GOAL: Reproduce the material below word for word, from its first line through the line containing "[209,321,242,352]", inclusive.
--- Begin ---
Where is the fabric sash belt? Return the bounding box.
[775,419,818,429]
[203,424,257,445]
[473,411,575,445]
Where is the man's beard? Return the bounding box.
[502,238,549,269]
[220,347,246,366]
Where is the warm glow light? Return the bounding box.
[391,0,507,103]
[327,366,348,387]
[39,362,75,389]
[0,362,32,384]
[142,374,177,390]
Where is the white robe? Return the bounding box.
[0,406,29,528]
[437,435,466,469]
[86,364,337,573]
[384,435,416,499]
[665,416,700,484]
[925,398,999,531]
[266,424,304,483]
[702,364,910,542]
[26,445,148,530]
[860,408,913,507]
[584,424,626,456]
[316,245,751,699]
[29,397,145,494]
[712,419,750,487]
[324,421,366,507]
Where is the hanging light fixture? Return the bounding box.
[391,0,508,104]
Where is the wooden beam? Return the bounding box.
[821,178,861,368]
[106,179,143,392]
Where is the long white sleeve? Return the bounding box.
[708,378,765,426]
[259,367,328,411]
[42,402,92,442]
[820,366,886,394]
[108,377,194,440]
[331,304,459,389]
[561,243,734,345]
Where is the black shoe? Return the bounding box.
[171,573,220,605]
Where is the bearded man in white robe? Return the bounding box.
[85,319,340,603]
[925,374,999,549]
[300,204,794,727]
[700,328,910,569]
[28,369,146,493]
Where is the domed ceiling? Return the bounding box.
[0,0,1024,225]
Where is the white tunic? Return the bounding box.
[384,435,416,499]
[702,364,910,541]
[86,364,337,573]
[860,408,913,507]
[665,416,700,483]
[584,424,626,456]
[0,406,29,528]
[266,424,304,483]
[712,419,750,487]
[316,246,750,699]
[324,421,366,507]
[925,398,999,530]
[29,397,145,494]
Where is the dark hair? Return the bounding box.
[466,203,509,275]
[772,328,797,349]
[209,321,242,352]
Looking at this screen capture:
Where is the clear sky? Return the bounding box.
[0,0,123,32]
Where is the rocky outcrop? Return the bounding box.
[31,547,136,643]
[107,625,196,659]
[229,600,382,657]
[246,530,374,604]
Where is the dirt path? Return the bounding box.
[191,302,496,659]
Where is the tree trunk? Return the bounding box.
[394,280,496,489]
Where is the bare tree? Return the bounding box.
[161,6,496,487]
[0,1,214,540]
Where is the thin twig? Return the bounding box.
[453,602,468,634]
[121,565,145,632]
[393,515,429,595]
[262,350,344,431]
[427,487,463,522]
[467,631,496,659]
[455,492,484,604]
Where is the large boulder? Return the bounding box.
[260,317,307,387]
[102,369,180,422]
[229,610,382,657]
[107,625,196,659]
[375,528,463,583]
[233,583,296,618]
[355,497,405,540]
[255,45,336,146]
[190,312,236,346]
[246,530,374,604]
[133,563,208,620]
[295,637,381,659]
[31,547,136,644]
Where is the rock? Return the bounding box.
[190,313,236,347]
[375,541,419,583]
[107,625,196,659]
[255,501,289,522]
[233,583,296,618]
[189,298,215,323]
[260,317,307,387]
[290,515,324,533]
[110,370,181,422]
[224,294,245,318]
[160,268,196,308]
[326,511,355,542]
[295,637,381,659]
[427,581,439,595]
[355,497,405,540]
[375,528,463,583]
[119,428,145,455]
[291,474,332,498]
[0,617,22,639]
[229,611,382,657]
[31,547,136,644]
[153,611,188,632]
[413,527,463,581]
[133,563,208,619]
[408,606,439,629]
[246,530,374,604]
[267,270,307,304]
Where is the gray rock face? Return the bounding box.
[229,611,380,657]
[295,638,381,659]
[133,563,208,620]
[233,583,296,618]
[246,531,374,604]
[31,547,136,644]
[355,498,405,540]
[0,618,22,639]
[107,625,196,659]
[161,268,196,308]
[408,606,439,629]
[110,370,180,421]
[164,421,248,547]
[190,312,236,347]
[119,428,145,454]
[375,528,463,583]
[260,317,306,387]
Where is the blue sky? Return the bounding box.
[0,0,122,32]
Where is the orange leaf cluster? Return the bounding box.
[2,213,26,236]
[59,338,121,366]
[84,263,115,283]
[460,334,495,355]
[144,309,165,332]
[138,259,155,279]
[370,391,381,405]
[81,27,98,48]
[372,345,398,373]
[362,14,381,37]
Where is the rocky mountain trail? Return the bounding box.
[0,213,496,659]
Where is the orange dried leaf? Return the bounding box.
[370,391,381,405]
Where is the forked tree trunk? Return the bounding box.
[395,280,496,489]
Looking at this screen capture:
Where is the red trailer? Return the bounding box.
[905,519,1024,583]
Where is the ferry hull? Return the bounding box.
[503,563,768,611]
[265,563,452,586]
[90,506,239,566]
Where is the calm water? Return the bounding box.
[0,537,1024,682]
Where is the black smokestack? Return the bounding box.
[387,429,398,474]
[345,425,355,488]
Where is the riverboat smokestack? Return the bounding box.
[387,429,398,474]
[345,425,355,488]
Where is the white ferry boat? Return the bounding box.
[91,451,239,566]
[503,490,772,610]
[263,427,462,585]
--- End ---
ANSWER FOR THIS EXERCISE:
Where is the fabric sash belt? Return the bounding box.
[775,419,818,429]
[203,424,257,445]
[473,411,575,445]
Where is the man's beard? Return the bounding box.
[502,238,549,269]
[220,347,246,366]
Where is the warm glow light? Return the bounding box.
[391,0,507,103]
[327,366,348,387]
[39,362,75,389]
[0,362,32,384]
[142,374,177,390]
Where is the white robe? Return the bounding box.
[0,406,29,528]
[437,435,466,469]
[86,364,337,573]
[384,435,416,499]
[665,416,700,484]
[925,398,999,531]
[266,424,304,483]
[702,364,910,542]
[26,445,148,530]
[860,408,913,507]
[584,424,626,456]
[316,245,751,699]
[29,397,145,494]
[712,419,750,487]
[324,421,366,507]
Where is the hanging light fixture? Return the bounding box.
[391,0,508,104]
Where is the wooden beam? Return the bounding box.
[821,178,861,368]
[106,179,143,392]
Where is the long white sleeve? Return the bounding box.
[708,378,765,426]
[259,367,328,411]
[42,402,92,442]
[820,366,886,394]
[108,377,194,440]
[331,304,459,389]
[561,243,734,345]
Where is the black shoe? Return the bounding box.
[171,573,220,605]
Where is the bearded man in white robe? Return the bounding box.
[85,319,340,603]
[925,374,999,549]
[300,204,794,727]
[700,328,910,569]
[28,369,146,493]
Where is the domed ceiling? Return the bounding box.
[0,0,1024,225]
Where is the white tunic? Return the bounding box.
[384,435,416,499]
[702,364,910,541]
[86,364,337,573]
[860,408,913,507]
[665,416,700,483]
[584,424,626,456]
[0,406,29,528]
[266,424,304,483]
[712,419,750,487]
[316,246,750,699]
[324,421,366,507]
[925,398,999,530]
[29,397,145,494]
Where is the dark hair? Return the bounding box.
[466,203,509,275]
[772,328,797,349]
[209,321,242,352]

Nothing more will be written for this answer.